**COMPLETA LO SIGUIENTE:**
1) Enumera, por favor, a todas las personas mencionadas por su nombre en el fragmento sobre el matrimonio.
2) Decide si cada afirmación coincide con el fragmento sobre el matrimonio. Contesta sí o no y cita literalmente las palabras que lo determinan.
(a) El cambio en la visión del matrimonio empezó a plasmarse en el siglo XVIII.
(b) Los pensadores de la Ilustración creían que las relaciones personales debían basarse en la fuerza.
(c) El manifiesto exigía derechos distintos para maridos y esposas.

**FRAGMENTO DE ORIGEN:**
◆ ◆ ◆ ◆ ◆ ◆ ◆

El gran cambio en la visión del matrimonio comenzó a plasmarse en el siglo XVIII. Los pensadores de la Ilustración Diderot, Rousseau, Voltaire-, que creían que las relaciones personales debían basarse en la razón y la justicia y no en la fuerza, exaltaron el amor y la libertad individual a la hora de elegir pareja, y las revolucionarias francesas como Olympia de Gouges fueron más allá al publicar un manifiesto que exigía el sufragio femenino e idénticos derechos a la propiedad y de toma de decisiones para maridos y esposas.

◆ ◆ ◆ ◆ ◆ ◆ ◆

**INFORMACIÓN EXTRAÍDA:**
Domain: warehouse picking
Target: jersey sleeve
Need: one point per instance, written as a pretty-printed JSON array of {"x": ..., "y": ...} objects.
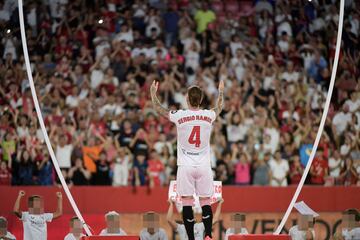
[
  {"x": 212, "y": 115},
  {"x": 163, "y": 235},
  {"x": 24, "y": 216},
  {"x": 48, "y": 217},
  {"x": 174, "y": 115}
]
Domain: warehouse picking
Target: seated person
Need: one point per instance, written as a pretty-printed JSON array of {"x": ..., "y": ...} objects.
[
  {"x": 112, "y": 225},
  {"x": 350, "y": 225},
  {"x": 75, "y": 229},
  {"x": 304, "y": 230},
  {"x": 238, "y": 225},
  {"x": 199, "y": 227},
  {"x": 151, "y": 230},
  {"x": 4, "y": 233}
]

◆ ◆ ◆ ◆ ◆ ◆ ◆

**RESPUESTAS DADAS:**
1) Diderot, Rousseau, Voltaire, Olympia de Gouges

2)
(a) Sí: «El gran cambio en la visión del matrimonio comenzó a plasmarse en el siglo XVIII».
(b) No: «debían basarse en la razón y la justicia y no en la fuerza».
(c) No: «idénticos derechos a la propiedad y de toma de decisiones para maridos y esposas».